» **Istruzioni esercizio**
Copia fedelmente il passo dell'articolo sul Privacy Shield che si apre con le parole contenenti "L’Europa si mostra" e si chiude con "vengano trattati Oltreoceano.".

» **Estratto del testo**
- - - - - - -

Privacy Shield, eppur si muove

Privacy Shield, eppur si muove

L'Europa scodella la bozza di un testo che riempirà il vuoto lasciato dall'invalidazione degli accordi Safe Harbor e pubblica gli impegni degli USA a rispettarlo. Con qualche eccezione per la sorveglianza di massa a fini di sicurezza nazionale
L'Europa scodella la bozza di un testo che riempirà il vuoto lasciato dall'invalidazione degli accordi Safe Harbor e pubblica gli impegni degli USA a rispettarlo. Con qualche eccezione per la sorveglianza di massa a fini di sicurezza nazionale

L’Europa si mostra fermamente intenzionata a non presentarsi a mani vuote alle scadenze fissate per la formalizzazione del cosiddetto EU-US Privacy Shield, l’accordo che si sta negoziando con gli Stati Uniti per colmare il vuoto lasciato dalla storica decisione della Corte di Giustizia dell’Unione europea, che dopo 15 anni ha invalidato i controversi accordi Safe Harbor in quanto incapaci di garantire adeguate tutele rispetto ai dati dei cittadini che vengano trattati Oltreoceano.

Privacy Shield

Coloro che si attendevano l’avvento di nuovo quadro normativo entro la scadenza della fine di gennaio fissata dai garanti europei si sono inevitabilmente rassegnati a un susseguirsi di annunci: prima quello di un’ intesa informale , ora quello delle rassicurazioni scritte attese dalle autorità di Oltreoceano e del raggiungimento di un accordo sui testi che costituiranno i tasselli del quadro di riferimento per il trasferimento dei dati da parte delle multinazionali che operano negli USA.

- - - - - - -

» **Dati forniti**
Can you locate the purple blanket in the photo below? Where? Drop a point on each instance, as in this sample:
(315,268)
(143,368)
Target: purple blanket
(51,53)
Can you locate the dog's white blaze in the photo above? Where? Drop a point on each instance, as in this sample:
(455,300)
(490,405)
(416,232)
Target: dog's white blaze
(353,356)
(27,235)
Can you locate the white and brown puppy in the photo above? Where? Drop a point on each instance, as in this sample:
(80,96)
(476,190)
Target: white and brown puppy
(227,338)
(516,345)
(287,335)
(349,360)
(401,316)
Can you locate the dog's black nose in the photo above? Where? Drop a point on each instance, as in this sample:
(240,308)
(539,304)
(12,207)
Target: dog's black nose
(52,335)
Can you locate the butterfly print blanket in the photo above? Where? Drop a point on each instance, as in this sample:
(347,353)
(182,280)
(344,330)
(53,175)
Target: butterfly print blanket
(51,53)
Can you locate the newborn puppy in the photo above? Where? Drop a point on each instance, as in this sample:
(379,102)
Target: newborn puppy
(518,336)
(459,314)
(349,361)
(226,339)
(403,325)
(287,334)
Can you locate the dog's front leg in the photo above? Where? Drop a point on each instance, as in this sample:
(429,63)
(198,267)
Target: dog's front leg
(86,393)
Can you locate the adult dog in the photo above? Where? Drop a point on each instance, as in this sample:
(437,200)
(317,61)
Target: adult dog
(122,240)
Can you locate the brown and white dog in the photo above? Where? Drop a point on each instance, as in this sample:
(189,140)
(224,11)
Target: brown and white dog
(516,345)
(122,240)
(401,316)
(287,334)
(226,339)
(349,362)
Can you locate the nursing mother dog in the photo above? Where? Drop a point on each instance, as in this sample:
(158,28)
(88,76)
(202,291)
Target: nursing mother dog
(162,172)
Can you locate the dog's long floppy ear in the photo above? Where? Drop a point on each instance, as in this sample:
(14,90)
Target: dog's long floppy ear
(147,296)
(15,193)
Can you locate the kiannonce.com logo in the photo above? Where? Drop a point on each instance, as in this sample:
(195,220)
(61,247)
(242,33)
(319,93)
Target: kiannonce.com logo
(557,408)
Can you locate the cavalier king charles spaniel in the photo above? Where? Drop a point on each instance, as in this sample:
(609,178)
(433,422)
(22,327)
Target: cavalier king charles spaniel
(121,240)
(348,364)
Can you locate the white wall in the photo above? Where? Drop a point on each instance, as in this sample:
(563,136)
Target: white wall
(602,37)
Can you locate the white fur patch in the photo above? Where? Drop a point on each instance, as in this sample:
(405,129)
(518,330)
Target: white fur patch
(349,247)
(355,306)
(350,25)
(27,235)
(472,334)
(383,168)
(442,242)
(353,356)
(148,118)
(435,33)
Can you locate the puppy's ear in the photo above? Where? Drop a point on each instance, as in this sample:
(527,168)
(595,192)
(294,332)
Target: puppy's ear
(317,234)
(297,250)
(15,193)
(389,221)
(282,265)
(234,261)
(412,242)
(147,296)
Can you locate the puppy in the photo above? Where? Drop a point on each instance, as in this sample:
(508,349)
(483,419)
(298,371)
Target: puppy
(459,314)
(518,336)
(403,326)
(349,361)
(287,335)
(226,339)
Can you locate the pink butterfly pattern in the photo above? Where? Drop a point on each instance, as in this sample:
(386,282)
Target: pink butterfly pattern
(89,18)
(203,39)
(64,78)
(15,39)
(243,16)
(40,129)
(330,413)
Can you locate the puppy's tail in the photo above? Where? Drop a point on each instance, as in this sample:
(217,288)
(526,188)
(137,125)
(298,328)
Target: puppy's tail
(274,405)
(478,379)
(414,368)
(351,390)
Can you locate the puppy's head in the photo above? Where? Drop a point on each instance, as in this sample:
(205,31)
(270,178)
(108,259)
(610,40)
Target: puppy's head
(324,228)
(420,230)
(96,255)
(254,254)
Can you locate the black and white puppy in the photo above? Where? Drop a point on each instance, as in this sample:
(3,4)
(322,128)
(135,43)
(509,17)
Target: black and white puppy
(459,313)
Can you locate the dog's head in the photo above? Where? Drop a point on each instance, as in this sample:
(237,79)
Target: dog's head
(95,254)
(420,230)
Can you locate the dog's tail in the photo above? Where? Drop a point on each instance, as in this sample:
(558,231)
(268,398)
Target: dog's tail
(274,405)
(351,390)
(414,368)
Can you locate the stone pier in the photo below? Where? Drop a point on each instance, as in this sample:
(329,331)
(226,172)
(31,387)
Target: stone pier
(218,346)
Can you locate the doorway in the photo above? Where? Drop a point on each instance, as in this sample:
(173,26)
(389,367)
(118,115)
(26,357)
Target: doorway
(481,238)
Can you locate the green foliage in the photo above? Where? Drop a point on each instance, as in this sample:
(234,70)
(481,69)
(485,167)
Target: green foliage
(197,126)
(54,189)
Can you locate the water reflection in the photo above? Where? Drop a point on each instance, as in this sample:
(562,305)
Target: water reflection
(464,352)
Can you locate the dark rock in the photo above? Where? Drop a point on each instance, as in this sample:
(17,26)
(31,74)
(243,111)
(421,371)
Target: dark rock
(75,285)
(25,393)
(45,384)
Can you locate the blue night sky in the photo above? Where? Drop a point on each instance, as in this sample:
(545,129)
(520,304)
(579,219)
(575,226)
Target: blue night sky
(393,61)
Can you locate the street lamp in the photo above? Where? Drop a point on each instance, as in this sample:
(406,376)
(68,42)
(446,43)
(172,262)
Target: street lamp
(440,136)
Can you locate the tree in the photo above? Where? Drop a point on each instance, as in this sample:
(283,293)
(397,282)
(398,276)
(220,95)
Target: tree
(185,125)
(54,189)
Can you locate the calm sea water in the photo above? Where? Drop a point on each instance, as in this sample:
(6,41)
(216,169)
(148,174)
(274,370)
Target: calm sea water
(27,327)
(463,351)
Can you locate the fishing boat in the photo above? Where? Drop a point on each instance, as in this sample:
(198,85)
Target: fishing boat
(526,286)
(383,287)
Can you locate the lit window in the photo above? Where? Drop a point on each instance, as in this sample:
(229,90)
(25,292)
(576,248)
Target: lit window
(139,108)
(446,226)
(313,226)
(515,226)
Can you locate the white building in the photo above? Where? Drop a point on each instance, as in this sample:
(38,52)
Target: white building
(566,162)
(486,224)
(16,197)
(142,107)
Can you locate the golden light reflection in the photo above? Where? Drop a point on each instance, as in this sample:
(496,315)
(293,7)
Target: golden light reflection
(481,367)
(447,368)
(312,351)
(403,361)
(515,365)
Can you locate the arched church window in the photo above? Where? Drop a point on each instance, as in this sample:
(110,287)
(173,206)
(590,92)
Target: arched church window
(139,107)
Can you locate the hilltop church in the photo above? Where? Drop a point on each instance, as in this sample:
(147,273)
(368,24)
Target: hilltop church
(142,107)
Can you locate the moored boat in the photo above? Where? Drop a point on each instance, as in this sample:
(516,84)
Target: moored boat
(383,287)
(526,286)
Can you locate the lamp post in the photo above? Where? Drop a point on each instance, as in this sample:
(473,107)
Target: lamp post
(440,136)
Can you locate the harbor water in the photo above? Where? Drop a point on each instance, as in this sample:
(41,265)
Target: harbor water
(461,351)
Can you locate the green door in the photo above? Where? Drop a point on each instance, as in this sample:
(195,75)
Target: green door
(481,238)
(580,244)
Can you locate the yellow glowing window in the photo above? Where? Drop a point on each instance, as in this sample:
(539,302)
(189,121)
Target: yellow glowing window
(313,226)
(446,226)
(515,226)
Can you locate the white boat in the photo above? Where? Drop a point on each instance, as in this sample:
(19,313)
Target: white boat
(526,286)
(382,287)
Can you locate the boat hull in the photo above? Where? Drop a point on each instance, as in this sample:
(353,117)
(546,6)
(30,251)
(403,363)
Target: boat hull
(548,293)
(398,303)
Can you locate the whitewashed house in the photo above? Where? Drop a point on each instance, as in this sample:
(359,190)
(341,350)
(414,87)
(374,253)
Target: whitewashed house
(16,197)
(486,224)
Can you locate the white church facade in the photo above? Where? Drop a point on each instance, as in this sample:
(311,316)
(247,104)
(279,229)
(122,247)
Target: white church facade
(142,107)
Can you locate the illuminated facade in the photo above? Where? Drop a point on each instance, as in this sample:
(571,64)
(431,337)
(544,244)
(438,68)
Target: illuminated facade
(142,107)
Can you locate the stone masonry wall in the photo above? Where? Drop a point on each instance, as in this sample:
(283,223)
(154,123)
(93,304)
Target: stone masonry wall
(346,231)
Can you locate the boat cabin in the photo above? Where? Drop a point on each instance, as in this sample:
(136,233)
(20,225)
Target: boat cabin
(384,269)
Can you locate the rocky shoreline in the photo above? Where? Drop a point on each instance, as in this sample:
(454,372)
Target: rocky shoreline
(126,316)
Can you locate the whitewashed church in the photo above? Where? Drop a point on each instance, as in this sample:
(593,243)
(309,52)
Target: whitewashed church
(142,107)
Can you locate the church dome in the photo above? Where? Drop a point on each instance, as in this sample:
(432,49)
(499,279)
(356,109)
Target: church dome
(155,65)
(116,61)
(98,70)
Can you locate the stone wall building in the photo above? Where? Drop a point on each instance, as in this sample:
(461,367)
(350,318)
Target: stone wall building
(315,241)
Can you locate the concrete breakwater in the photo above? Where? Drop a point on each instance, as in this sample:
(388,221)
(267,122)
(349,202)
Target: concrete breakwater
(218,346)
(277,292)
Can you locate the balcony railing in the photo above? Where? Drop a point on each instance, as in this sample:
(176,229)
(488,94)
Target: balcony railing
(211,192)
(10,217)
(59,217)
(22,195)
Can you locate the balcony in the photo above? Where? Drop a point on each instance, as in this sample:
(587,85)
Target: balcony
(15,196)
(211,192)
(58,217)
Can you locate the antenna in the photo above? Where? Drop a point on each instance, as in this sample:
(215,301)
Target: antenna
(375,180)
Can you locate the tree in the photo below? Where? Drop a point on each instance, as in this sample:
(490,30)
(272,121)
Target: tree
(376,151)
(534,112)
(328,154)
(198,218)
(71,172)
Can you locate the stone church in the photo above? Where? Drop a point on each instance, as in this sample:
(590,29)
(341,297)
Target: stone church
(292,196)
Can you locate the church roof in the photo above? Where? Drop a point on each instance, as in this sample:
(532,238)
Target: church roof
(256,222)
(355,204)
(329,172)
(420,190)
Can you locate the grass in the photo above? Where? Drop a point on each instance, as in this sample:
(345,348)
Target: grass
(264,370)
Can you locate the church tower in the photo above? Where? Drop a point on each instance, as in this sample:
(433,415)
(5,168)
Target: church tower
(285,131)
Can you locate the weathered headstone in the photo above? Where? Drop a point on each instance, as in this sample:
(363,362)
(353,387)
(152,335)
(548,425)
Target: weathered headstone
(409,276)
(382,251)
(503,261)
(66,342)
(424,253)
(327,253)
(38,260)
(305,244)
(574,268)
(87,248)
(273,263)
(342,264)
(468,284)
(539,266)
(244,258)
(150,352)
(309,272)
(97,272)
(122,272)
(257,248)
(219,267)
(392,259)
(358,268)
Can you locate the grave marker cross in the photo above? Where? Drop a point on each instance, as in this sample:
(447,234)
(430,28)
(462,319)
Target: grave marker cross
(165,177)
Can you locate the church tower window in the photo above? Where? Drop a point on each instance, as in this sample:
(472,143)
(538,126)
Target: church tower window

- - - - - - -

» **Soluzione**
L’Europa si mostra fermamente intenzionata a non presentarsi a mani vuote alle scadenze fissate per la formalizzazione del cosiddetto EU-US Privacy Shield, l’accordo che si sta negoziando con gli Stati Uniti per colmare il vuoto lasciato dalla storica decisione della Corte di Giustizia dell’Unione europea, che dopo 15 anni ha invalidato i controversi accordi Safe Harbor in quanto incapaci di garantire adeguate tutele rispetto ai dati dei cittadini che vengano trattati Oltreoceano.